--- Aim of the task ---
The records that follow must be reproduced in full, exactly as written.

(Saved entries)
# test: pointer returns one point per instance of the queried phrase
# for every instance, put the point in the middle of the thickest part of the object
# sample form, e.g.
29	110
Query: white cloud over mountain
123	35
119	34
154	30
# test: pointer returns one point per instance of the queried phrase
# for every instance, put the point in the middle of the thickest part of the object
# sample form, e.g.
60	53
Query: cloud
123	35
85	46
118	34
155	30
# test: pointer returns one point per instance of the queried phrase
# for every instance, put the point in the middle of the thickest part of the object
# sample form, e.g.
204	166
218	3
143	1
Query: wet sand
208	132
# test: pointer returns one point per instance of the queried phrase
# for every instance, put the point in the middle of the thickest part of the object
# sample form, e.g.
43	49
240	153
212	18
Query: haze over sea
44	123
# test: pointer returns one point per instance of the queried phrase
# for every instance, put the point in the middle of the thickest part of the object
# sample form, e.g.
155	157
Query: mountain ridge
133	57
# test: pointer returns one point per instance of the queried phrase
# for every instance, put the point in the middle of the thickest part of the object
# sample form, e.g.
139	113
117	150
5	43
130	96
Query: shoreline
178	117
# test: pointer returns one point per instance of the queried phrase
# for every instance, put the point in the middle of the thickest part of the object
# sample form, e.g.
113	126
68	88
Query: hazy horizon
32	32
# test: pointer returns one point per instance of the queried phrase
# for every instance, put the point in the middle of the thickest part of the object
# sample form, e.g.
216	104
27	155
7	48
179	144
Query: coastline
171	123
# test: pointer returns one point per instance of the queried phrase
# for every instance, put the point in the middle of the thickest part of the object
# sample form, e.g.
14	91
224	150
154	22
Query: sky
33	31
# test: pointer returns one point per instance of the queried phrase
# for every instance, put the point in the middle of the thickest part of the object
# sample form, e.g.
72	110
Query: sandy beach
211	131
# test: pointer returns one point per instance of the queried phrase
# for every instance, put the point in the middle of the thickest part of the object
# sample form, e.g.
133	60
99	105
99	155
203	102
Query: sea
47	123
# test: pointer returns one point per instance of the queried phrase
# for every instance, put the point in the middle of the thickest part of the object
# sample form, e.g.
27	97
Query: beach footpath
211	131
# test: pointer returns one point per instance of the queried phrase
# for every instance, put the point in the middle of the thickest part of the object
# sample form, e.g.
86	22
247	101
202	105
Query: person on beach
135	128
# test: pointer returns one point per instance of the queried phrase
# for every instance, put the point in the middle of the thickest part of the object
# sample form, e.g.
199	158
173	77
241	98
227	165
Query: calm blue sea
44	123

--- Task output ---
# test: pointer returns one point per instance of the queried phrase
# for every instance, put the point in the middle of the thickest part of the object
# sample form, e.g.
29	110
Query: white cloud over mountain
123	35
119	34
154	30
# test: pointer returns one point per instance of the queried phrase
# for every instance, put the point in the middle of the thickest part of the object
# sample form, e.g.
60	53
Query: cloud
123	35
85	46
118	34
155	30
# test: pointer returns one point per instance of the queried phrase
# for every instance, put the point in the middle of the thickest part of the object
# sample form, e.g.
204	166
218	3
143	1
Query: wet sand
208	132
# test: pointer returns one point per instance of the queried phrase
# for every instance, put the point in the middle of the thickest part of the object
# sample form, e.g.
43	49
240	153
212	18
Query: haze over sea
44	123
# test: pointer returns one point per instance of the queried phrase
# for every instance, put the point in the middle of the thickest part of the object
# sample form, e.g.
155	157
Query: mountain ridge
133	57
# test: pointer returns one point per instance of the queried phrase
# for every instance, put the point in the middle of the thickest part of the object
# sample form, e.g.
139	113
117	150
5	43
130	96
Query: shoreline
178	117
# test: pointer returns one point per instance of the queried phrase
# for every instance, put the point in the middle of the thickest part of the object
# sample form, e.g.
113	126
68	88
Query: hazy horizon
32	32
# test: pointer returns one point per instance of the queried phrase
# for every instance, put the point in the middle of the thickest part of the object
# sample form, e.g.
216	104
27	155
7	48
179	144
Query: coastline
171	123
# test: pointer returns one point per instance of the queried phrase
# for every instance, put the point in the middle of the thickest part of the object
# sample form, e.g.
14	91
224	150
154	22
Query: sky
33	31
# test: pointer returns one point per instance of the queried phrase
# for every instance, put the point in the middle of the thickest part of the object
# sample form, e.g.
72	110
Query: sandy beach
211	131
# test: pointer returns one point per instance of the queried phrase
# for every instance, put the point in the middle of the thickest part of the object
# sample form, e.g.
133	60
99	105
99	155
203	102
Query: sea
47	123
# test: pointer returns one point per instance of the queried phrase
# for every instance, put the point in the middle of the thickest part of the object
# sample form, e.g.
27	97
Query: beach footpath
211	131
# test: pointer returns one point per instance of the queried phrase
# for every instance, put the point in the middle of the thickest part of the object
# sample form, e.g.
86	22
247	101
202	105
Query: person on beach
135	128
# test: pointer returns one point per instance of the queried phrase
# for every instance, put the point in the middle of the thickest part of the object
# sample form, e.g.
199	158
173	77
241	98
227	165
Query: calm blue sea
44	123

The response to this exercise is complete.